§ **TEXT EXCERPT**:
◆ ◆ ◆ ◆
The Clusters View

In the Clusters view, you can build and explore cluster results found in your text data. Clusters are groupings of concepts generated by clustering algorithms based on how often concepts occur and how often they appear together. The goal of clusters is to group concepts that co-occur together while the goal of categories is to group documents or records based on how the text they contain matches the descriptors (concepts, rules, patterns) for each category.

The more often the concepts within a cluster occur together coupled with the less frequently they occur with other concepts, the better the cluster is at identifying interesting concept relationships. Two concepts co-occur when they both appear (or one of their synonyms or terms appear) in the same document or record. See the topic Analyzing clusters for more information.

You can build clusters and explore them in a set of charts and graphs that could help you uncover relationships among concepts that would otherwise be too time-consuming to find. While you cannot add entire clusters to your categories, you can add the concepts in a cluster to a category through the Cluster Definitions dialog box. See the topic Cluster Definitions for more information.

You can make changes to the settings for clustering to influence the results. See the topic Building Clusters for more information.
◆ ◆ ◆ ◆
§ **SHORT EXERCISE 1**: Reproduce the part of the Clusters view text that opens with the words containing "In the Clusters" and closes with "Analyzing clusters for more information.", substituting "terms" for "concepts".
§ **SHORT EXERCISE 2**: Pick up the Clusters view text after its last sentence and carry it forward.
The material after this text is not needed.
◆ ◆ ◆ ◆
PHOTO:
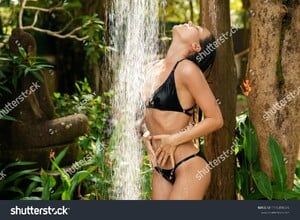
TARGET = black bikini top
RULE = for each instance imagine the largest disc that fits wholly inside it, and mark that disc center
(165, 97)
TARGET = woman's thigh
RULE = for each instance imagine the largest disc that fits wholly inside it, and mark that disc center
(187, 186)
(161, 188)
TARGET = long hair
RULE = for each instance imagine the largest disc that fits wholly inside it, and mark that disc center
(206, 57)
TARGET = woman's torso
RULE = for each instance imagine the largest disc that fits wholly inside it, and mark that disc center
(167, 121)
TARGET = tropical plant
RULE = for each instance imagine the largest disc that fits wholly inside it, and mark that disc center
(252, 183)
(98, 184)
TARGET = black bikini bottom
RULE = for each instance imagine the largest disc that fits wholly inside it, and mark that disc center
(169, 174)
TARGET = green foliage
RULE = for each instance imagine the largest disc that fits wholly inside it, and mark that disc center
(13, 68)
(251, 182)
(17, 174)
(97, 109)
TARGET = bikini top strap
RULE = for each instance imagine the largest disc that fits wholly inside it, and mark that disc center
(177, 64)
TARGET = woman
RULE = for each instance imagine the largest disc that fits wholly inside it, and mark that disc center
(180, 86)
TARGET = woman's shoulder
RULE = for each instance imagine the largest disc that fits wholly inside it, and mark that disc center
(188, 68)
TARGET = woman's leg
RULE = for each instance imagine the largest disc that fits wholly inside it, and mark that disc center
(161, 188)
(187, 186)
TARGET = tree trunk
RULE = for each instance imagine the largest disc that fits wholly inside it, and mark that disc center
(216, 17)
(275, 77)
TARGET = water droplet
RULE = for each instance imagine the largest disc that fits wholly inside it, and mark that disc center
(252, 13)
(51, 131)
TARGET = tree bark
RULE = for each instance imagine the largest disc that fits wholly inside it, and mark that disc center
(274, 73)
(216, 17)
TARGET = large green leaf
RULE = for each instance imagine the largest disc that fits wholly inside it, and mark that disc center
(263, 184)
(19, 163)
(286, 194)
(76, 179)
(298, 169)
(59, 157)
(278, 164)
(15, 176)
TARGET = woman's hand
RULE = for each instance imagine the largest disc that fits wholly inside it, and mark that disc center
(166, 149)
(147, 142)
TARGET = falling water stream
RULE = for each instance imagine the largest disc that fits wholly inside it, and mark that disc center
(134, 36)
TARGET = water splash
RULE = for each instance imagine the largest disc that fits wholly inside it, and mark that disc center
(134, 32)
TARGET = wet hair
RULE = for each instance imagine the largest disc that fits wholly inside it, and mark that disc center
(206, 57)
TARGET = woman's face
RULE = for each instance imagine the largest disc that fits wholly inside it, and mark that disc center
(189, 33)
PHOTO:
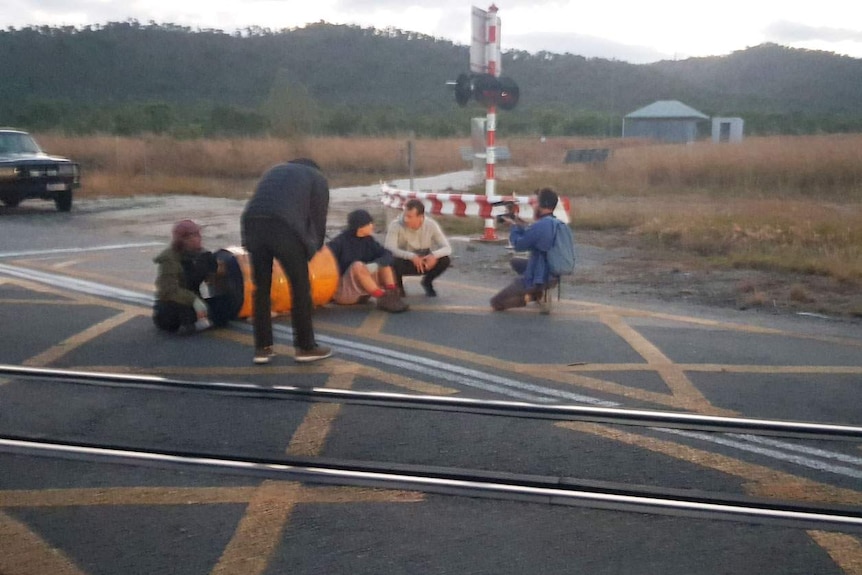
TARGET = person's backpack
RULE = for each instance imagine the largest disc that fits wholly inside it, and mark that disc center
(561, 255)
◆ ◆ ◆ ◆
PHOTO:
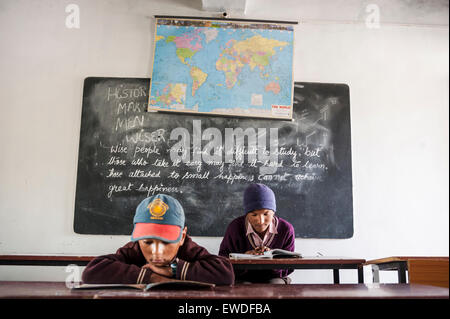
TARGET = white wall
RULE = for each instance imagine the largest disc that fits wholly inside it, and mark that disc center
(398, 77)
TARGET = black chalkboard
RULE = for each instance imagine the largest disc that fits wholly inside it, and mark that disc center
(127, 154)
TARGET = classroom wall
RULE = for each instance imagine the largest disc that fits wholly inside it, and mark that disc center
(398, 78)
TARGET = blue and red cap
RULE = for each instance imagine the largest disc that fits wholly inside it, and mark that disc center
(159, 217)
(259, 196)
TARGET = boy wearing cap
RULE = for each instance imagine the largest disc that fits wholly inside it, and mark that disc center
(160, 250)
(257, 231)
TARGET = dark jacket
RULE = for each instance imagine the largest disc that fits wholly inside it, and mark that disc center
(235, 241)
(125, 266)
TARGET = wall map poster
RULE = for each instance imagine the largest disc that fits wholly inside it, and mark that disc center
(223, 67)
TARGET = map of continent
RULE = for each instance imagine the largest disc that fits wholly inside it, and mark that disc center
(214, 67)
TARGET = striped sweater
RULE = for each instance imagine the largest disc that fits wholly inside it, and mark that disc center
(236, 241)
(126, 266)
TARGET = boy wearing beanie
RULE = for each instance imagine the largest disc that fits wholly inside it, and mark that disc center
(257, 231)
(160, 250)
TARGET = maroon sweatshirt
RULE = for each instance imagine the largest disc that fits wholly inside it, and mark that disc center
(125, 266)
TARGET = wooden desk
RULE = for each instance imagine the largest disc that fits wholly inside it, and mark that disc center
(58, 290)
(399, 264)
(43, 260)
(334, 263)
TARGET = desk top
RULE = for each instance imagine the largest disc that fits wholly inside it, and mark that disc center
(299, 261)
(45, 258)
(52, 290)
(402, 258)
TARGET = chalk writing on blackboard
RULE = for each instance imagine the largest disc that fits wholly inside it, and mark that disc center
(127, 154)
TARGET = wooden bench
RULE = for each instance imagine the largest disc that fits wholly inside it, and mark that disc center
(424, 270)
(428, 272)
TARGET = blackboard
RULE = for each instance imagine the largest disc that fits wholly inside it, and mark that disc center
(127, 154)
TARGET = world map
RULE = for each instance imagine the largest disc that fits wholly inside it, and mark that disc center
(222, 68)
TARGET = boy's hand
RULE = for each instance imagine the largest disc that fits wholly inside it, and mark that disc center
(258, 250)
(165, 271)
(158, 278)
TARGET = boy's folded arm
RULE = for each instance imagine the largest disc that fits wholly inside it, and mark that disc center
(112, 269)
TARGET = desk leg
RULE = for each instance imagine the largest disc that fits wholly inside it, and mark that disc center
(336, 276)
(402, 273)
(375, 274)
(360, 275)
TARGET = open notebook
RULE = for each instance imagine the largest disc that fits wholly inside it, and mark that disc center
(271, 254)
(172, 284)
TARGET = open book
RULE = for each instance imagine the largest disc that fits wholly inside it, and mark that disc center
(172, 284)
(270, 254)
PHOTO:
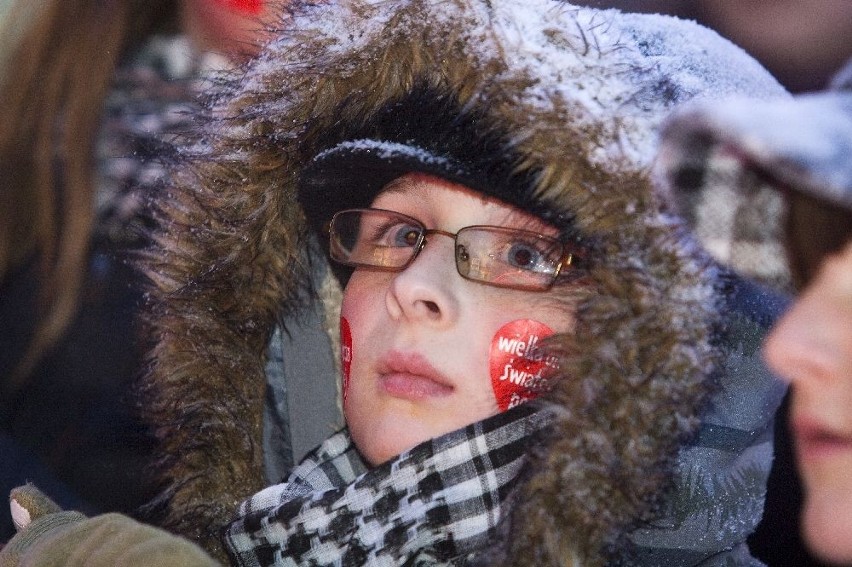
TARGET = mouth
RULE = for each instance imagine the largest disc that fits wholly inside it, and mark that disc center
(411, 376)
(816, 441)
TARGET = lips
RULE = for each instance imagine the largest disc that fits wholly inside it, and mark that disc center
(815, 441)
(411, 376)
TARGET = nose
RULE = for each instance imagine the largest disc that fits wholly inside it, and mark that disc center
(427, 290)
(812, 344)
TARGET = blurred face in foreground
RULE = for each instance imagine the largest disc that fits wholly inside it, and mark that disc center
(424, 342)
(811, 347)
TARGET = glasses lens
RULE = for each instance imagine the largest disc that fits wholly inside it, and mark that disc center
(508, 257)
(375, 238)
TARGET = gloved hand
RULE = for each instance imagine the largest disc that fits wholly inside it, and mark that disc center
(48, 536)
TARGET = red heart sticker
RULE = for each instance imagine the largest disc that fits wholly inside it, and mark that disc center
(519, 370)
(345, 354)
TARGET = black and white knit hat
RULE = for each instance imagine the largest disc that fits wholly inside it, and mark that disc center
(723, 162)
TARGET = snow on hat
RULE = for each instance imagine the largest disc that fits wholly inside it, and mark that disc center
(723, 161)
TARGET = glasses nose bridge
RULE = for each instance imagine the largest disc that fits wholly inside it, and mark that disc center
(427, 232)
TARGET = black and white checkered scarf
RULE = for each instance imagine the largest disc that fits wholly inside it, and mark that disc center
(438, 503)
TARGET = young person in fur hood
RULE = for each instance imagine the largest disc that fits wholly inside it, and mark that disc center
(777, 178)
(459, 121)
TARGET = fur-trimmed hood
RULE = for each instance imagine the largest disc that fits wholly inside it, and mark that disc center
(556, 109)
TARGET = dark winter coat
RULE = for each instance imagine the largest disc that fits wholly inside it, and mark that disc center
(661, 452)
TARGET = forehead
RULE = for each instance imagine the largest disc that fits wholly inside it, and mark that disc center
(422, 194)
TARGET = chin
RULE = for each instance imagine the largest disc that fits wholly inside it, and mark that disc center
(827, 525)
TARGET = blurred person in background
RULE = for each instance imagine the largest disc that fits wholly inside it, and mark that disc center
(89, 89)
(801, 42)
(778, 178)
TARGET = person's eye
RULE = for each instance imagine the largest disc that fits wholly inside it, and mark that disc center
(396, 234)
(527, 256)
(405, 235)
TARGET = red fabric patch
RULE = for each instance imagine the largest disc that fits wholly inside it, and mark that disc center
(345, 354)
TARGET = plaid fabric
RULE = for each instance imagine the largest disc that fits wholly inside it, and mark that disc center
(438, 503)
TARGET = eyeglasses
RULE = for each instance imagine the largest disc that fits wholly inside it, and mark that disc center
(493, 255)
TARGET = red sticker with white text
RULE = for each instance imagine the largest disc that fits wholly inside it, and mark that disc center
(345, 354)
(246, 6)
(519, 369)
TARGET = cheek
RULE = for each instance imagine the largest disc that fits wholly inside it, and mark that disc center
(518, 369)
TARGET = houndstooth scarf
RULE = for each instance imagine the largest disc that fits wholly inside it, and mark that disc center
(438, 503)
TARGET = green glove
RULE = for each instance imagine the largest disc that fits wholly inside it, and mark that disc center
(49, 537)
◆ ◆ ◆ ◆
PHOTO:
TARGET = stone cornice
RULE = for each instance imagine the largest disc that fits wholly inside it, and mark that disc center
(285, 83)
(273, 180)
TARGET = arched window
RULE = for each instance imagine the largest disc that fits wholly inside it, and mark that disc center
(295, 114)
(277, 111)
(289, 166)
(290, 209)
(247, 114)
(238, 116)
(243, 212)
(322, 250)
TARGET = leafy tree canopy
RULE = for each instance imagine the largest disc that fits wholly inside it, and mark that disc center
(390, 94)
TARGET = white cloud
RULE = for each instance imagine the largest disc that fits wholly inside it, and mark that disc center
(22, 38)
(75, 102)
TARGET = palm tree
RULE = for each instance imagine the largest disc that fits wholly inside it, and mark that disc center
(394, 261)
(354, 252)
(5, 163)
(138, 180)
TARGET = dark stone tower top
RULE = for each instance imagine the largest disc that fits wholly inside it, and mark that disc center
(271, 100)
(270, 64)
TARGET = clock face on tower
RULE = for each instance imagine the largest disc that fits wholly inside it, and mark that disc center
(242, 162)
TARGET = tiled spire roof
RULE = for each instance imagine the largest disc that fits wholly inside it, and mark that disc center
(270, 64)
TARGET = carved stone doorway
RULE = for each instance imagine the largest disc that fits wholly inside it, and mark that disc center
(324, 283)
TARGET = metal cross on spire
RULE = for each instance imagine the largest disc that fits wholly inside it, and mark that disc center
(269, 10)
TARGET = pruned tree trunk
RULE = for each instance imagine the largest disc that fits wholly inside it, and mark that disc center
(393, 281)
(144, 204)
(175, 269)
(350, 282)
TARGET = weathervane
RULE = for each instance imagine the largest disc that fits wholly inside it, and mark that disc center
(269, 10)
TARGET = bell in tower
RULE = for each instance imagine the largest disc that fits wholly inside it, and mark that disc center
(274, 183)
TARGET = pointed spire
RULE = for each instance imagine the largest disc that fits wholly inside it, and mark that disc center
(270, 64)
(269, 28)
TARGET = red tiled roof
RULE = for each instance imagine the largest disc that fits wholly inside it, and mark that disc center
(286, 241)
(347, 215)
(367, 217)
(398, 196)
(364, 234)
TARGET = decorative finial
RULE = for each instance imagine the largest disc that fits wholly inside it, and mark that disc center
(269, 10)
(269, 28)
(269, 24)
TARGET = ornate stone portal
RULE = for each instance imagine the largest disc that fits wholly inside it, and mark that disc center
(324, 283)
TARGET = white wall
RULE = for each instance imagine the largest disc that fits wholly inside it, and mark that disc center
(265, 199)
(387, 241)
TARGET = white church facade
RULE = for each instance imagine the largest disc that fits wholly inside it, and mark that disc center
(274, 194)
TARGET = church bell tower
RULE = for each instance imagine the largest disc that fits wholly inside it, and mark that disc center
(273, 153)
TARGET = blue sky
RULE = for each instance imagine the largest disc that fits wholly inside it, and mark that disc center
◆ ◆ ◆ ◆
§ **RESPONSE 1**:
In the Clusters view, you can build and explore cluster results found in your text data. Clusters are groupings of terms generated by clustering algorithms based on how often terms occur and how often they appear together. The goal of clusters is to group terms that co-occur together while the goal of categories is to group documents or records based on how the text they contain matches the descriptors (terms, rules, patterns) for each category.

The more often the terms within a cluster occur together coupled with the less frequently they occur with other terms, the better the cluster is at identifying interesting concept relationships. Two terms co-occur when they both appear (or one of their synonyms or terms appear) in the same document or record. See the topic Analyzing clusters for more information.

§ **RESPONSE 2**:
Figure 1. Clusters view
Clusters view

The Clusters view is organized into three panes, each of which can be hidden or shown by selecting its name from the View menu. Typically, only the Clusters pane and the Visualization pane are visible.

Clusters Pane

Located on the left side, this pane presents the clusters that were discovered in the text data. You can create clustering results by clicking the Build button. Clusters are formed by a clustering algorithm, which attempts to identify concepts that occur together frequently.

Whenever a new extraction takes place, the cluster results are cleared, and you have to rebuild the clusters to get the latest results. When building the clusters, you can change some settings, such as the maximum number of clusters to create, the maximum number of concepts it can contain, or the maximum number of links with external concepts it can have. See the topic Exploring Clusters for more information.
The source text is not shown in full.